◆ **Activity**
Extract the whole listing as it stands. Do not include the pictures.

◆ **Records provided**

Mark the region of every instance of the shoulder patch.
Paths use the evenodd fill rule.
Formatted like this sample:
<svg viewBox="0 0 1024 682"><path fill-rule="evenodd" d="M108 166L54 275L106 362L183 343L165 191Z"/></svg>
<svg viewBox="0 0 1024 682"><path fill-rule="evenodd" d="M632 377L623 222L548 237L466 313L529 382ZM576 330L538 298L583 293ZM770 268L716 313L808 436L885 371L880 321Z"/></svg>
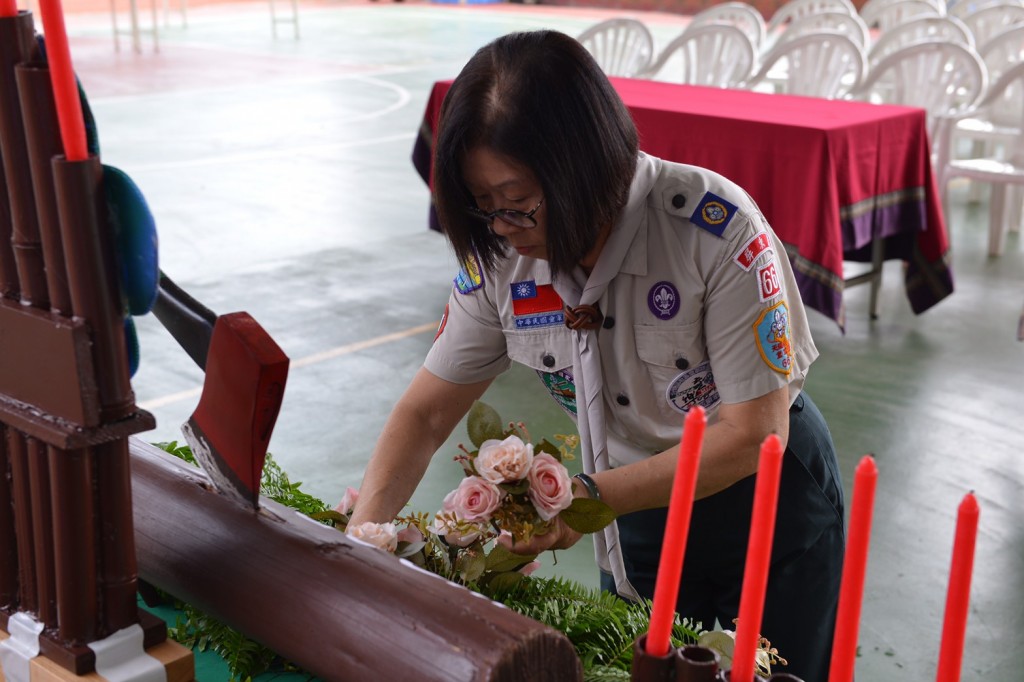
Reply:
<svg viewBox="0 0 1024 682"><path fill-rule="evenodd" d="M448 325L448 304L444 306L444 314L441 315L441 322L437 325L437 333L434 334L434 341L437 341L441 333L444 332L444 328Z"/></svg>
<svg viewBox="0 0 1024 682"><path fill-rule="evenodd" d="M754 323L754 336L765 364L789 376L793 371L793 339L789 329L789 306L785 301L761 311Z"/></svg>
<svg viewBox="0 0 1024 682"><path fill-rule="evenodd" d="M462 264L462 269L459 270L459 274L455 275L455 279L452 281L455 283L455 290L460 294L468 294L483 287L484 271L480 267L480 259L477 257L476 252L470 256L469 260Z"/></svg>
<svg viewBox="0 0 1024 682"><path fill-rule="evenodd" d="M743 268L744 272L750 272L756 261L763 253L772 253L772 240L767 232L758 232L751 237L746 244L740 247L739 253L733 258L736 265Z"/></svg>
<svg viewBox="0 0 1024 682"><path fill-rule="evenodd" d="M690 222L716 237L721 237L737 210L739 209L735 204L726 201L714 192L705 192L700 202L697 203L697 208L693 210Z"/></svg>

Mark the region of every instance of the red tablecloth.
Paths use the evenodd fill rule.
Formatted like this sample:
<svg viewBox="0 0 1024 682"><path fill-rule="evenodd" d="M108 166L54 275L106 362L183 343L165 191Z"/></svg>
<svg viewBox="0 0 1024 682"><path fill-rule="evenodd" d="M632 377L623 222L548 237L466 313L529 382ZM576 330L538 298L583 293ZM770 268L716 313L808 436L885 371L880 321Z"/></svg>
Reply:
<svg viewBox="0 0 1024 682"><path fill-rule="evenodd" d="M717 171L746 189L786 244L804 302L844 322L843 261L907 263L921 313L953 291L949 241L923 109L613 78L654 156ZM430 149L451 81L434 85L413 162ZM431 226L436 220L431 213Z"/></svg>

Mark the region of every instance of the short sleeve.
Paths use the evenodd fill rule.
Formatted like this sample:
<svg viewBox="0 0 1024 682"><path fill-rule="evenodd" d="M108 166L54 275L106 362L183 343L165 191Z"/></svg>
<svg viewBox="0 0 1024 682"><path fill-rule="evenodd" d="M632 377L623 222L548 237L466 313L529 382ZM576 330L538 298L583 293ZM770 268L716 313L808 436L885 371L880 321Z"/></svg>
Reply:
<svg viewBox="0 0 1024 682"><path fill-rule="evenodd" d="M454 287L423 366L446 381L471 384L493 379L510 365L489 289L461 293Z"/></svg>
<svg viewBox="0 0 1024 682"><path fill-rule="evenodd" d="M759 220L721 240L708 279L704 334L723 402L758 398L799 378L794 357L792 277L770 228Z"/></svg>

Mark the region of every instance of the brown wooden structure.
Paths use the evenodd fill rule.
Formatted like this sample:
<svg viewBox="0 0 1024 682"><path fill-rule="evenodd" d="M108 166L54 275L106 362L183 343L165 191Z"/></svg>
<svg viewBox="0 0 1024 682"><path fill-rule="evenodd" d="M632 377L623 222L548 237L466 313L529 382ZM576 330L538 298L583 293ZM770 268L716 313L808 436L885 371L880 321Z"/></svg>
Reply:
<svg viewBox="0 0 1024 682"><path fill-rule="evenodd" d="M582 678L561 633L129 439L154 420L131 388L103 168L62 156L27 12L0 17L0 155L0 629L42 624L33 680L95 679L89 644L136 624L169 680L192 679L191 656L154 646L140 571L327 680Z"/></svg>
<svg viewBox="0 0 1024 682"><path fill-rule="evenodd" d="M0 18L0 626L43 624L64 669L142 621L128 436L152 428L129 381L99 159L61 155L32 15Z"/></svg>

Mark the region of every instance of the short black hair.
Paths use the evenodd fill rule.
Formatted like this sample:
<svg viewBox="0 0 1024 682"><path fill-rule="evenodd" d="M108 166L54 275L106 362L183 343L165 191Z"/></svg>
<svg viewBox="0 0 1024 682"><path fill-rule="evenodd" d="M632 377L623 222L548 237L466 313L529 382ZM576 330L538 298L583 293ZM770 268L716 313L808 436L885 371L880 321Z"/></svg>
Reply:
<svg viewBox="0 0 1024 682"><path fill-rule="evenodd" d="M571 272L629 198L636 125L601 67L557 31L502 36L480 48L444 98L434 149L434 200L460 262L475 251L486 270L504 240L466 212L473 198L462 160L477 147L529 168L544 192L548 262Z"/></svg>

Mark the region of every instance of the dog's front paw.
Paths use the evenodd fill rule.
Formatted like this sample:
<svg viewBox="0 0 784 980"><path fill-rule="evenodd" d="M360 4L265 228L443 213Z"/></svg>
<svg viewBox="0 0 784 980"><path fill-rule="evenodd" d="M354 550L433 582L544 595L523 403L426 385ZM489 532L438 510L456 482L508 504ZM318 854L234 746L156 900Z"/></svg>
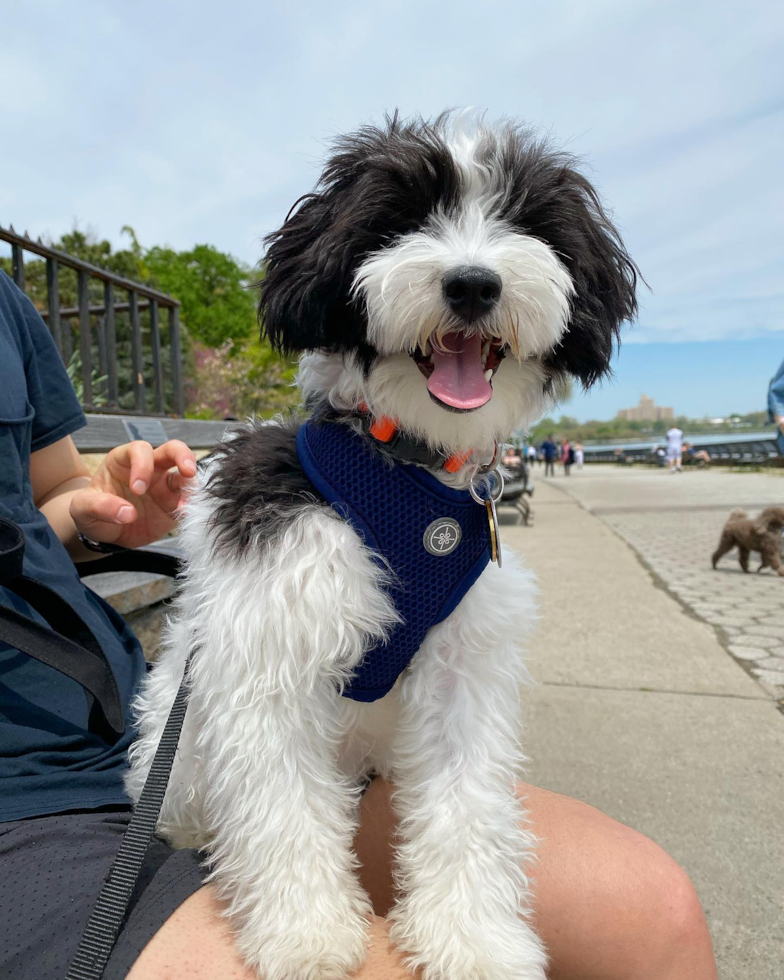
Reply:
<svg viewBox="0 0 784 980"><path fill-rule="evenodd" d="M544 946L522 919L482 928L454 915L414 921L395 912L392 922L392 940L422 980L546 980Z"/></svg>
<svg viewBox="0 0 784 980"><path fill-rule="evenodd" d="M329 918L329 917L328 917ZM361 916L324 920L291 931L284 922L261 930L249 944L245 959L261 980L349 980L365 962L367 922Z"/></svg>

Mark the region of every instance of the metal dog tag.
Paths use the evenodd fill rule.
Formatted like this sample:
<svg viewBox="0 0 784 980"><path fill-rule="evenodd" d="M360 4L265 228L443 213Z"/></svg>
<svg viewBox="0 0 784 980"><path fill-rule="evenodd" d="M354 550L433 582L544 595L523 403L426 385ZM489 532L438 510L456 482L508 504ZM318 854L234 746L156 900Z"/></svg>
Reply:
<svg viewBox="0 0 784 980"><path fill-rule="evenodd" d="M498 529L498 513L495 509L495 502L496 500L500 500L503 495L504 478L497 470L492 471L487 476L485 474L482 474L482 476L483 479L477 481L476 486L474 485L475 481L472 480L468 490L478 504L485 505L487 520L490 524L490 557L494 562L498 563L498 567L500 568L503 564L501 558L501 533ZM482 493L479 490L482 490Z"/></svg>
<svg viewBox="0 0 784 980"><path fill-rule="evenodd" d="M492 497L488 497L485 501L485 507L487 508L487 519L490 522L490 557L494 562L498 563L498 567L501 568L503 565L503 560L501 556L501 534L498 530L498 514L495 509L495 500Z"/></svg>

◆ **Reply**
Mark the region of every instance of the shoulder patch.
Paths use the evenodd fill rule.
Formatted like this sample:
<svg viewBox="0 0 1024 682"><path fill-rule="evenodd" d="M108 166L54 275L106 362L183 343L165 191Z"/></svg>
<svg viewBox="0 0 1024 682"><path fill-rule="evenodd" d="M632 377L623 222L548 237L466 313L529 382ZM576 330L538 298L583 293ZM770 268L716 313L808 436L885 371L880 321Z"/></svg>
Reply:
<svg viewBox="0 0 1024 682"><path fill-rule="evenodd" d="M448 325L448 304L444 306L444 314L441 315L441 322L437 325L437 333L434 334L434 341L437 341L441 333L444 332L444 328Z"/></svg>
<svg viewBox="0 0 1024 682"><path fill-rule="evenodd" d="M754 323L754 336L765 364L789 376L793 371L793 339L789 329L789 306L785 301L761 311Z"/></svg>
<svg viewBox="0 0 1024 682"><path fill-rule="evenodd" d="M462 264L462 269L459 270L459 274L455 275L455 279L452 281L455 283L455 290L460 294L468 294L483 287L484 271L480 267L480 259L477 257L476 252L470 256L469 260Z"/></svg>
<svg viewBox="0 0 1024 682"><path fill-rule="evenodd" d="M743 268L744 272L750 272L756 261L763 253L772 253L772 240L767 232L758 232L751 237L746 244L740 247L739 253L733 258L736 265Z"/></svg>
<svg viewBox="0 0 1024 682"><path fill-rule="evenodd" d="M690 222L716 237L721 237L737 210L739 209L735 204L726 201L714 192L705 192L700 202L697 203L697 208L693 210Z"/></svg>

Mark the region of every instance of the red tablecloth.
Paths use the evenodd fill rule.
Formatted like this sample:
<svg viewBox="0 0 1024 682"><path fill-rule="evenodd" d="M108 166L54 275L106 362L183 343L165 191Z"/></svg>
<svg viewBox="0 0 1024 682"><path fill-rule="evenodd" d="M632 377L623 222L548 237L466 313L529 382ZM576 330L538 298L583 293ZM770 268L716 313L808 436L885 371L880 321Z"/></svg>
Reply:
<svg viewBox="0 0 1024 682"><path fill-rule="evenodd" d="M717 171L746 189L786 244L804 302L844 322L843 261L907 263L921 313L953 291L949 241L923 109L613 78L654 156ZM430 149L451 81L434 85L413 162ZM431 226L436 220L431 213Z"/></svg>

Mark the region of every instance of the short sleeve.
Paths use the evenodd fill rule.
Formatted like this sample:
<svg viewBox="0 0 1024 682"><path fill-rule="evenodd" d="M108 166L54 275L106 362L183 343L165 191Z"/></svg>
<svg viewBox="0 0 1024 682"><path fill-rule="evenodd" d="M632 377L623 222L548 237L466 313L529 382ZM576 330L538 298L583 293ZM770 268L716 313L808 436L885 371L880 321Z"/></svg>
Reply:
<svg viewBox="0 0 1024 682"><path fill-rule="evenodd" d="M454 287L423 366L446 381L471 384L493 379L510 365L489 289L461 293Z"/></svg>
<svg viewBox="0 0 1024 682"><path fill-rule="evenodd" d="M759 220L721 240L708 279L704 334L723 402L758 398L799 378L794 357L792 277L770 228Z"/></svg>

Mark the region of every instance of the brown wooden structure.
Paths use the evenodd fill rule.
Formatted like this sample:
<svg viewBox="0 0 1024 682"><path fill-rule="evenodd" d="M108 166L54 275L106 362L183 343L165 191Z"/></svg>
<svg viewBox="0 0 1024 682"><path fill-rule="evenodd" d="M632 377L623 222L548 237L466 313L529 382ZM576 330L538 298L583 293ZM770 268L716 313L808 436L885 371L880 321Z"/></svg>
Reply:
<svg viewBox="0 0 1024 682"><path fill-rule="evenodd" d="M582 678L561 633L129 439L154 420L131 388L103 168L62 156L27 12L0 17L0 155L0 629L42 624L33 680L95 679L89 644L136 624L169 680L192 679L191 656L154 646L140 571L327 680Z"/></svg>
<svg viewBox="0 0 1024 682"><path fill-rule="evenodd" d="M0 18L0 626L43 624L64 669L142 621L128 436L152 428L129 381L99 159L61 155L32 15Z"/></svg>

Mark the region of every instance of the short black hair.
Paths use the evenodd fill rule.
Formatted like this sample:
<svg viewBox="0 0 1024 682"><path fill-rule="evenodd" d="M108 166L54 275L106 362L183 343L165 191Z"/></svg>
<svg viewBox="0 0 1024 682"><path fill-rule="evenodd" d="M632 377L623 222L548 237L466 313L529 382ZM576 330L538 298L583 293ZM770 268L716 313L808 436L885 371L880 321Z"/></svg>
Reply:
<svg viewBox="0 0 1024 682"><path fill-rule="evenodd" d="M571 272L629 198L636 125L601 67L557 31L502 36L480 48L444 98L434 149L434 200L460 262L475 251L486 270L504 240L466 212L473 198L462 160L477 147L529 168L544 192L548 262Z"/></svg>

Mark the region of every instance of the dog's front paw.
Paths use the evenodd fill rule.
Formatted like this sample:
<svg viewBox="0 0 784 980"><path fill-rule="evenodd" d="M360 4L265 228L443 213Z"/></svg>
<svg viewBox="0 0 784 980"><path fill-rule="evenodd" d="M354 550L433 582L544 595L523 403L426 385ZM489 532L438 510L456 482L508 504ZM318 854L234 746L156 900Z"/></svg>
Reply:
<svg viewBox="0 0 784 980"><path fill-rule="evenodd" d="M544 946L522 919L482 928L454 915L414 921L395 912L392 922L392 940L422 980L546 980Z"/></svg>
<svg viewBox="0 0 784 980"><path fill-rule="evenodd" d="M329 918L329 917L328 917ZM361 916L324 920L291 931L284 922L261 930L249 944L245 959L261 980L349 980L365 962L367 922Z"/></svg>

Mark the region of every instance of the metal dog tag.
Paths use the evenodd fill rule.
Formatted like this sample:
<svg viewBox="0 0 784 980"><path fill-rule="evenodd" d="M360 4L265 228L443 213Z"/></svg>
<svg viewBox="0 0 784 980"><path fill-rule="evenodd" d="M354 550L433 582L544 595L523 403L426 385ZM489 532L438 510L456 482L508 504ZM318 854L234 746L156 900Z"/></svg>
Reply:
<svg viewBox="0 0 784 980"><path fill-rule="evenodd" d="M498 529L498 513L495 509L495 502L496 500L500 500L503 495L504 478L497 470L492 471L487 476L485 474L482 474L482 476L483 479L477 481L476 486L474 485L475 481L472 480L468 490L478 504L485 505L487 520L490 524L490 557L494 562L498 563L498 567L500 568L503 564L501 558L501 533ZM482 493L479 490L482 490Z"/></svg>
<svg viewBox="0 0 784 980"><path fill-rule="evenodd" d="M492 497L488 497L485 501L485 507L487 508L487 519L490 522L490 557L494 562L498 563L498 567L501 568L503 565L503 560L501 556L501 534L498 530L498 514L495 509L495 500Z"/></svg>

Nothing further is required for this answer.